Quoted text:
Sunday, October 27, 2013

ACA/Obamacare website team develops new extension to Brooks' Law

*** Updated: The IRS system to support Obamacare/ACA does work.  As a result of which we learn of yet another hole in

Some day the political furor over the introduction of government-run health care will simmer down, and it will either start working or we will be stuck with it anyway (since that's the way government works).  At that point, academe will be free to climb down from its partisan cheerleading role and do some actual research into the issues that surface every month or so [or perhaps into the reasons why the issues do not surface until then], at which point will be included in every textbook as the defining case study on governance issues.  Meanwhile, you can look into governance issues via this blog ;-) ***

In "The Mythical Man-Month", Fred Brooks posited what has come to be known as "Brooks' Law": adding resources to a late project simply makes it later.  The reasoning is that the existing team now has to stop much of what it was doing to explain what is going on to the newbies rather than getting on with the actions that they already know they need to take.

The Affordable Care Act (better known as Obamacare) website project has recently undertaken what it calls a "surge" -- somewhat ironic, considering Obama's opposition to the surges in Iraq and Afghanistan -- to correct the problems in the ACA healthcare website and enrollment process.

Exercise prompt: In the blog post above, in which book did Fred Brooks posit Brooks' Law?

Raw data:
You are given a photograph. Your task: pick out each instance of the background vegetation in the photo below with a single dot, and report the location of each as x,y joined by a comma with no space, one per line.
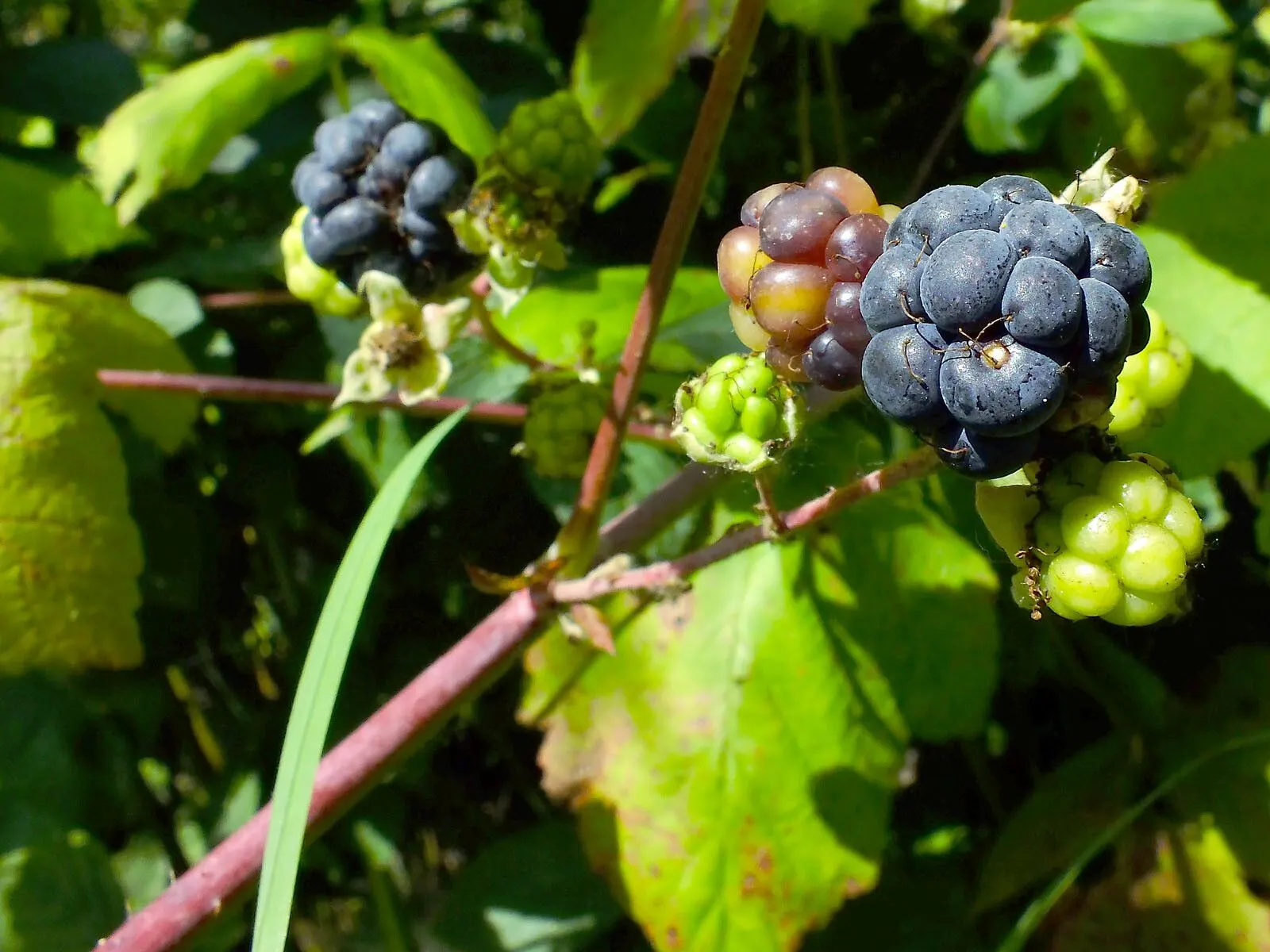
854,740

Exercise solution: "The Mythical Man-Month"